* [Provided records]
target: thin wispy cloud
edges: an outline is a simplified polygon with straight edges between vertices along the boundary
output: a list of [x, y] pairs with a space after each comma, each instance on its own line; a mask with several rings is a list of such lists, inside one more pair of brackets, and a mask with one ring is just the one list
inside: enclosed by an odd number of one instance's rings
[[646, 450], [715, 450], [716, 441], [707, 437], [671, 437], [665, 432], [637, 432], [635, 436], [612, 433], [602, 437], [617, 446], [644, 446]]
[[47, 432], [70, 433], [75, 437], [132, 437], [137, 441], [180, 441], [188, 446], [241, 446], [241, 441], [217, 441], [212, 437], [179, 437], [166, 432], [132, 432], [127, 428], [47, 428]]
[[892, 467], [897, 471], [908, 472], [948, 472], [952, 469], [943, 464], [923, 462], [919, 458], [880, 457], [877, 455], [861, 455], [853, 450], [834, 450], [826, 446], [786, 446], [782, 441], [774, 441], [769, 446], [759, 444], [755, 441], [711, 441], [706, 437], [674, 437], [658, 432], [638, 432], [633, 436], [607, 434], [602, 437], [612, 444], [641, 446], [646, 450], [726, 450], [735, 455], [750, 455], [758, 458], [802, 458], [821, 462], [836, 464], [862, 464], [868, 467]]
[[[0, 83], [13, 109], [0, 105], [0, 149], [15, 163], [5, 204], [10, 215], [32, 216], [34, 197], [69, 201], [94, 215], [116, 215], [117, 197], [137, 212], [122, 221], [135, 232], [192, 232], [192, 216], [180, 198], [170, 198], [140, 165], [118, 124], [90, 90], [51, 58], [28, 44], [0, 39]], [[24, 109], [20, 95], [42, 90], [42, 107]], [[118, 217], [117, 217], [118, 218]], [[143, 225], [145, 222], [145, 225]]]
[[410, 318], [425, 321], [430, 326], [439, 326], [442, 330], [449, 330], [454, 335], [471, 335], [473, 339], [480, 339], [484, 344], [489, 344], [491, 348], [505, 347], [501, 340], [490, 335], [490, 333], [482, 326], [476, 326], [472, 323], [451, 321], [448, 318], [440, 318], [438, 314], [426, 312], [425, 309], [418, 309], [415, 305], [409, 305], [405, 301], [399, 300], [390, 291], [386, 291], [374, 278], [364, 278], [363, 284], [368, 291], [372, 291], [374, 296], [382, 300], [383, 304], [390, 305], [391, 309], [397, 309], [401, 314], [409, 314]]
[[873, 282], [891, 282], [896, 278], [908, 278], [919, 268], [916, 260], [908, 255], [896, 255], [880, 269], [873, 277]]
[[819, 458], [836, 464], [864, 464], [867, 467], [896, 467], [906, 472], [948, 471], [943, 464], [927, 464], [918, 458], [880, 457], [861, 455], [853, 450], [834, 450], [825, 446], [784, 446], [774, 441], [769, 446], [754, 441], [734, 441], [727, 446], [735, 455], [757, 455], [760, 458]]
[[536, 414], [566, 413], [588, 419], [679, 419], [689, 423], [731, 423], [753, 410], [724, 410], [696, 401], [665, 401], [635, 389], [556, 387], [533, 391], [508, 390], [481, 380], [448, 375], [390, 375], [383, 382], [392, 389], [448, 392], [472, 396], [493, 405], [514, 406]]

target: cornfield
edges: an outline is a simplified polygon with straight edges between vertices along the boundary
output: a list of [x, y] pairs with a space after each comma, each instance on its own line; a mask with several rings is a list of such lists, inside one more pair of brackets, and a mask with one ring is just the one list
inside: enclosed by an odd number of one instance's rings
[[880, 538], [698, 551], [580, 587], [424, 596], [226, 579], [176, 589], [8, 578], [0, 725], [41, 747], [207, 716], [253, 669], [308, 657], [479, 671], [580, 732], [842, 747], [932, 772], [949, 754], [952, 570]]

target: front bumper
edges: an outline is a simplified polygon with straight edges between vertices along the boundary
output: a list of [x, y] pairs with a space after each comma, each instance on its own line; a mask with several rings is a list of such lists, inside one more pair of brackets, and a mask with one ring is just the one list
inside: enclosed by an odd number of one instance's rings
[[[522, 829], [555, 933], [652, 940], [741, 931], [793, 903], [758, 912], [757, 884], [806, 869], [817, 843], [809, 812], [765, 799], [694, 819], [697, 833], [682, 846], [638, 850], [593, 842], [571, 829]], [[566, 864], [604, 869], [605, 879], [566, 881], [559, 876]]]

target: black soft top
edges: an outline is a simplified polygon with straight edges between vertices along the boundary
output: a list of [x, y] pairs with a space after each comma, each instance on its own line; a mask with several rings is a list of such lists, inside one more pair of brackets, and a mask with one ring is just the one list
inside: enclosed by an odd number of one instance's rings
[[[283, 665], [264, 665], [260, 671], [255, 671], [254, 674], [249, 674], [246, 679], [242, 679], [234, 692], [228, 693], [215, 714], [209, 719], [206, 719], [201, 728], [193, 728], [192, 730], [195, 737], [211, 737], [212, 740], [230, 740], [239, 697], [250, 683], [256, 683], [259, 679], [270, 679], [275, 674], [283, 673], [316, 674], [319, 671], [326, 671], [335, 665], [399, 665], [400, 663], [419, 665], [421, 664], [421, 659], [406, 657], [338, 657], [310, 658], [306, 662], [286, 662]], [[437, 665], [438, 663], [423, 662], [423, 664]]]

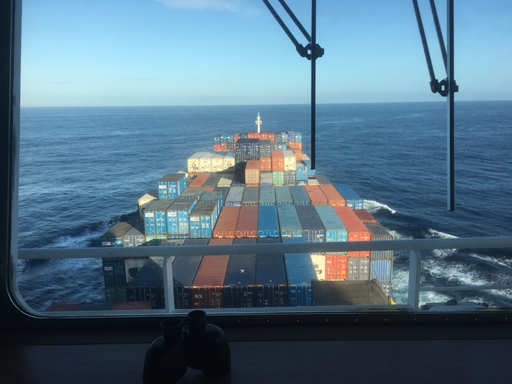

* [Given problem] Arrange as a Markdown table with columns No. and Line the lines from the one containing "target: cornfield" through the one containing "881], [559, 876]]]", numbering each line in No. and leaving out blank lines.

* [Reply]
| No. | Line |
|---|---|
| 1 | target: cornfield |
| 2 | edges: an outline is a simplified polygon with straight edges between vertices along the boundary |
| 3 | output: a list of [x, y] pairs with a space after each comma, each instance on its own line; a mask with several rings is a list of such lists, inside one more pair of brackets, and a mask with one ring is just the one list |
| 4 | inside: enclosed by an odd number of one instance's rings |
| 5 | [[880, 538], [698, 551], [580, 587], [424, 596], [226, 579], [176, 589], [8, 578], [0, 725], [41, 747], [207, 716], [253, 669], [308, 657], [479, 671], [580, 732], [842, 747], [932, 772], [949, 754], [952, 570]] |
| 6 | target: front bumper |
| 7 | edges: an outline is a simplified polygon with straight edges between vertices along the boundary |
| 8 | output: a list of [x, y] pairs with a space after each comma, each instance on its own line; a mask with several rings is a list of such lists, inside one more pair of brackets, and a mask with one ring is just the one list |
| 9 | inside: enclosed by an odd number of one instance's rings |
| 10 | [[[522, 829], [555, 933], [652, 940], [741, 931], [793, 903], [758, 912], [757, 884], [806, 869], [817, 843], [809, 812], [765, 799], [694, 819], [697, 833], [682, 846], [638, 850], [593, 842], [571, 829]], [[566, 864], [604, 869], [605, 879], [566, 881], [559, 876]]] |